EXERCISE REQUIREMENTS
• a. Please reproduce part of the SNiPgenie page below word for word, beginning with "By default the" and ending after "folder as input.".
• b. According to the SNiPgenie page below, what is the tool's GUI made with?

SNiPgenie - a tool for SNP site detection from NGS data

May 12 2020

Background

Finding differences between a reference genome (often the known laboratory type strain) and another genome is a common tool to study variation of sampled isolates from a population. Samples are sequenced and the fastq files then aligned to the reference. A variant caller is used to then specify the differences (variants) such as SNPs and INDELs. These generally need to be further filtered to rule out false positives. Such a sequence of steps are done by so-called ‘pipelines’ that string together the commands for each step required in the right order. There are by now plenty of pipelines made by different groups. The problem with the term is that it can describe anything from a simple hard coded script, unusable elsewhere, to re-usable workflows that carry out extra tasks beyond just the steps mentioned above. Snippy is one such tool.

SNiPgenie is a tool for microbial variant calling and phylogenetic analysis from raw read data. It was primarily written to be used with bacterial isolates of M. Bovis but can be applied to other species. It could also be called a pipeline but unlike most other tools for this purpose it has both a command line and GUI component. The GUI is made using the Qt toolkit with PySide2. This software is written in Python. It was developed on Ubuntu linux but should also run on Windows 10 in the future.

Installation

pip install -e git+https://github.com/dmnfarrell/snipgenie.git#egg=snipgenie
sudo apt install bwa samtools bcftools tabix parallel

Command line usage

Run snipgenie for the cli or snipgenie-gui for the desktop version. You require a reference genome and reads in fastq format at minimum as input.

snipgenie -r reference.fa -g reference.gff -i data_files -o results

Add your own filters and provide number of threads:

snipgenie -r reference.fa -g reference.gff -i data_files -t 8 -o results` \
 -f 'QUAL>=40 && INFO/DP>=20 && MQ>40'

By default the program won’t overwrite intermediate files when re-run. So it can be interrupted and resumed. Make sure there are no old tmp.**.bam files in the mapped folder if an alignment got interrupted.

Inputs

Folders are searched recursively for inputs with extensions *.f*q.gz. So be careful you don’t have files in the folders you don’t want included. So the following file structure will load both sets of files if you provide the parent folder as input.

data/
├── ERR1588781
│   ├── ERR1588781_1.fq.gz
│   └── ERR1588781_2.fq.gz
└── ERR1588785
    ├── ERR1588785_1.fastq.gz
    └── ERR1588785_2.fastq.gz

Filenames are parsed and a sample name extracted for each pair (if paired end). This is simply done by splitting on the _ symbol. So a file called /path/13-11594_S85_L001-4_R1_001.fastq.gz will be given a sample name 13-11594. As long as the sample names are unique this is ok. If you had a file names like A_2_L001-4_R1_001, A_3_L001-4_R1_001 you should split on ‘-‘ instead. You can specify this in the labelsep option.

Use from Python

You can run a workflow from within Python by importing the snipgenie package and invoking the WorkFlow class. You need to provide the options in a dictionary with the same keywords as the command line. Notice in this example we are loading files from two folders.

import sngenie
args = {'threads':8, 'outdir': 'results', 'labelsep':'-',
        'input':['/my/folder/',
                 '/my/other/folder'],
        'reference': None, 'overwrite':False}
W = snipgenie.app.WorkFlow(**args)
W.setup()
W.run()

GUI

A desktop application version of this tool is in progress and should mostly work but the command line tool is recommended at present. It is intended to make the tool more accessible. Inputs are loaded into a table and the analysis steps can be run indivually. Additional tools like fastq qualities can be visualised as below.

DATA TO EXAMINE
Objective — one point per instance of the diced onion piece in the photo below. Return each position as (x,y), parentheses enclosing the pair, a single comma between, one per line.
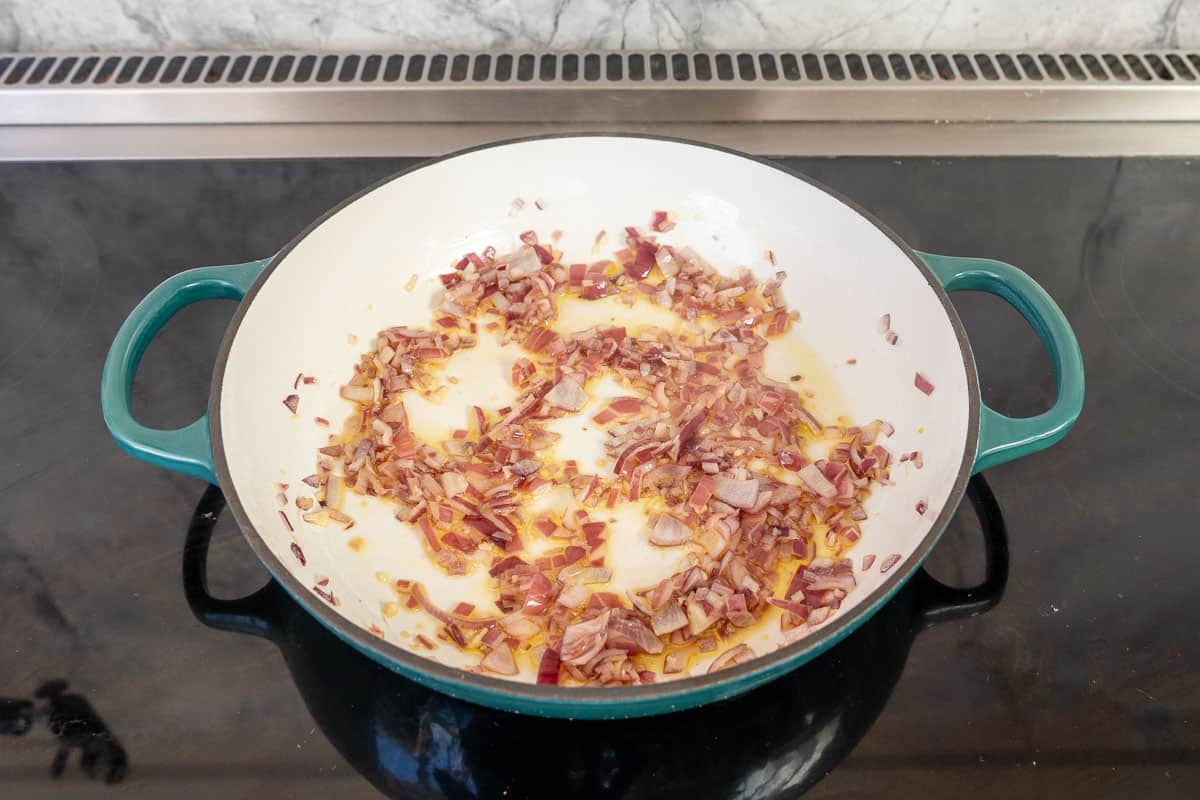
(739,493)
(670,619)
(923,383)
(583,641)
(669,531)
(816,481)
(501,661)
(549,668)
(732,656)
(675,662)
(568,395)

EXPECTED RESULTS
• a.
By default the program won’t overwrite intermediate files when re-run. So it can be interrupted and resumed. Make sure there are no old tmp.**.bam files in the mapped folder if an alignment got interrupted.

Inputs

Folders are searched recursively for inputs with extensions *.f*q.gz. So be careful you don’t have files in the folders you don’t want included. So the following file structure will load both sets of files if you provide the parent folder as input.

• b. The Qt toolkit with PySide2.